作業内容:
A – 振動発生体の車体固定構造に関する文章では、PCUケースの取付部に一体に形成してダイナミックダンパ機能を持たせているものは何ですか。
B – 振動発生体の車体固定構造に関する文章を、最後の文の後から書き継いでください。

提供テキスト:
⟨

説明

振動発生体の車体固定構造

【課題】部品数を増やすことなく且つ組付けを容易なものにしながら振動抑制機能を果たすことができる振動発生体の車体固定構造を提供する。
【解決手段】高周波振動を発生するPCUケース12を取付部材14を介して車体1に固定する固定構造である。取付部材14は、一端部24がPCUケース12に連結されて他端部28が車体1に連結されている。取付部材14が連結されるPCUケース12の取付部16にばねマス要素20をその一部として一体に形成することにより、ダイナミックダンパ機能を持たせている。

【発明の詳細な説明】
【技術分野】
【0001】
本発明は、振動発生体の車体固定構造に係り、特に、高周波振動を発生する振動発生体を取付部材を介して車体に固定する固定構造に関する。
【背景技術】
【0002】
従来、例えば特開2009−120109号公報(以下、特許文献1という)に、インバータと車体との間での振動伝達を抑制することを解決課題とした車体筐体固定構造が開示されている。
【0003】
この車体筐体固定構造は、インバータを収容したインバータ筐体を車体に固定するものであって、インバータ筐体に固定される筐体側ブラケットと、車体に固定される車体側ブラケットとを備える。筐体側ブラケット及び車体側ブラケットは、それぞれ、インバータ筐体または車体に接触して固定される固定側平面部を有するベース部と、相手ブラケットに結合される相手ブラケット結合部とを有している。また、相手ブラケット結合部は、それぞれのベース部の両端部から連続して、相手ブラケット側に向け屈曲した屈曲部の先端部に設けられている。

⟩

保存記録:
⟨

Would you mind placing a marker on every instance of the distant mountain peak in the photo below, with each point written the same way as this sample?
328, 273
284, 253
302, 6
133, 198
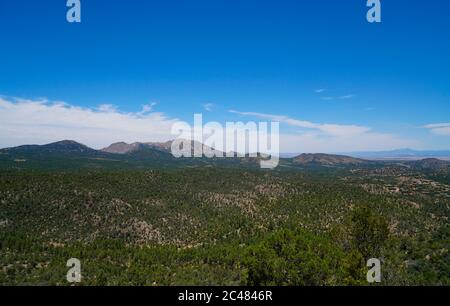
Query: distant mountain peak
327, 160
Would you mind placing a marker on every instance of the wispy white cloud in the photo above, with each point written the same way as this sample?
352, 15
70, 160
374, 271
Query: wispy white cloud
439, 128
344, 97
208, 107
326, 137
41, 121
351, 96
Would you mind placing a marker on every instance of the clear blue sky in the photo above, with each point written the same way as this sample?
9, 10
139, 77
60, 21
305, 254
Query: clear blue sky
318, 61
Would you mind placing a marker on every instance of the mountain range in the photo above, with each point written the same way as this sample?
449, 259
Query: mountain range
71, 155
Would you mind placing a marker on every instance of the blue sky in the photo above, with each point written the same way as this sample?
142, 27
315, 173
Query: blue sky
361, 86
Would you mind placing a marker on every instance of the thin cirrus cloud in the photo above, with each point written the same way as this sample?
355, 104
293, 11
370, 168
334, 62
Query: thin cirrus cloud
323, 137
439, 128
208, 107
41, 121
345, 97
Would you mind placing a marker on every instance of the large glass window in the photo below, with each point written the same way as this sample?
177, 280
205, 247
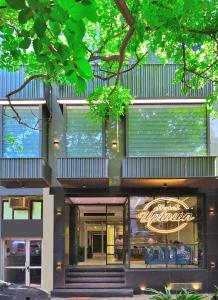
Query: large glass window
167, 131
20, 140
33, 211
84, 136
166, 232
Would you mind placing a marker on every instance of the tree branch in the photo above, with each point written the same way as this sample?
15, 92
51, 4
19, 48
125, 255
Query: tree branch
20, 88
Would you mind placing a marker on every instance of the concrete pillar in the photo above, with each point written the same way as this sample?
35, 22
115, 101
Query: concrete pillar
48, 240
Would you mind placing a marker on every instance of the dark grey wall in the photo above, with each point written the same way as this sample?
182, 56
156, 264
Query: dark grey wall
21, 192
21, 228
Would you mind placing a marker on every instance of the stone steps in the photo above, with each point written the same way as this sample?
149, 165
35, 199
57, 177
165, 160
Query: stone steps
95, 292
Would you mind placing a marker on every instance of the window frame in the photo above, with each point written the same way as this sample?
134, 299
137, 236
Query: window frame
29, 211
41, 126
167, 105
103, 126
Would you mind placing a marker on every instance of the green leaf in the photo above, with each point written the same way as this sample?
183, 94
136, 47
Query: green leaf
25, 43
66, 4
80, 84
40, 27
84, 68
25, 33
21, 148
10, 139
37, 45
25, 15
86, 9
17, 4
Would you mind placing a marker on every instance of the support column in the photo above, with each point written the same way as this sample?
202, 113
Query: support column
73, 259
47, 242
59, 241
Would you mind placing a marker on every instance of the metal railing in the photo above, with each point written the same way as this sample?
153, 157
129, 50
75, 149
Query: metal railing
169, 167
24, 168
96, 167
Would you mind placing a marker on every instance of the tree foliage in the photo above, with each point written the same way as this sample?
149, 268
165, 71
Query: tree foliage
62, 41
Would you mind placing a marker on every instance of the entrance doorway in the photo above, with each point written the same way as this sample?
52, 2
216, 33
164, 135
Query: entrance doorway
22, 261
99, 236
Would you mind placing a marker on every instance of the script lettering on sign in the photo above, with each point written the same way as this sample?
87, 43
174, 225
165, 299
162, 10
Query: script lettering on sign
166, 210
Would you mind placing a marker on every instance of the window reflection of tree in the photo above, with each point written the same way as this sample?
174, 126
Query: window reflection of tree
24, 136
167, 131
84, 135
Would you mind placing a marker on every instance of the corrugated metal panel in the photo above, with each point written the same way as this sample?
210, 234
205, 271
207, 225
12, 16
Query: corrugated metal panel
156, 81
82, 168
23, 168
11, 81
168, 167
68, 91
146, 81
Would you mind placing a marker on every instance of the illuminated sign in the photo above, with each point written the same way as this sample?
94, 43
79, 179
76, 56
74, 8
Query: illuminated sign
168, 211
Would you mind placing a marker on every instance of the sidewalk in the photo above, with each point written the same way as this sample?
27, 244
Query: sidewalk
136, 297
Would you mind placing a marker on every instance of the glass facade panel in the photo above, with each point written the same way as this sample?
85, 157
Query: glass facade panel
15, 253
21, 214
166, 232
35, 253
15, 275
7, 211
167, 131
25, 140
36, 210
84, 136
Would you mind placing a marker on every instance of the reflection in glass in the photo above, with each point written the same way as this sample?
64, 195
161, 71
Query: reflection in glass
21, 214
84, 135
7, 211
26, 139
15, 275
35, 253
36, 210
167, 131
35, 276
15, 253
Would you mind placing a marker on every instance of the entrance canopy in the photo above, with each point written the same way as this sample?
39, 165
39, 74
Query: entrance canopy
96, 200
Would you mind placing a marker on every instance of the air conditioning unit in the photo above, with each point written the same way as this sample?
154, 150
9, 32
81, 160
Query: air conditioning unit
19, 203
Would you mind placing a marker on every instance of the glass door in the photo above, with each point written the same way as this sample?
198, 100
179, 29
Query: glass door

⟩

回答:
A – ばねマス要素20です。

B –
【0004】
このように構成される上記車体筐体固定構造では、ベース部によってインバータ筐体に接触して固定された筐体側ブラケットと、ベース部において車体に接触して固定された車体側ブラケットとが、各ベース部の両端部から連続する屈曲部の先端にある相手側ブラケット結合部によって互いに結合固定されている。これにより、筐体側ブラケットと車体側ブラケットとの間に空間が設けられ、インバータ筐体及び筐体側ブラケットの固定部と、車体及び車体側ブラケットとの位置が離れてインバータ筐体と車体との間の振動伝達経路の長さを大きくすることができ、その結果、距離減衰効果によってインバータと車体との間での振動伝達の抑制が図れる、と記載されている。
【先行技術文献】
【特許文献】
【0005】
【特許文献1】特開2009−120109号公報
【発明の概要】
【発明が解決しようとする課題】
【0006】
しかしながら、上記特許文献1の車体筐体固定構造では、インバータ筐体を車体に固定するために筐体側ブラケットおよび車体側ブラケットという2つの部材が必要になり、部品数が増えるという問題がある。また、2つのブラケットを結合させて組み合わせて車体に組付けなければならず、組付けに手間がかかるという問題もある。
【0007】
本発明の目的は、部品数を増やすことなく且つ組付けを容易なものにしながら振動抑制機能を果たすことができる振動発生体の車体固定構造を提供することにある。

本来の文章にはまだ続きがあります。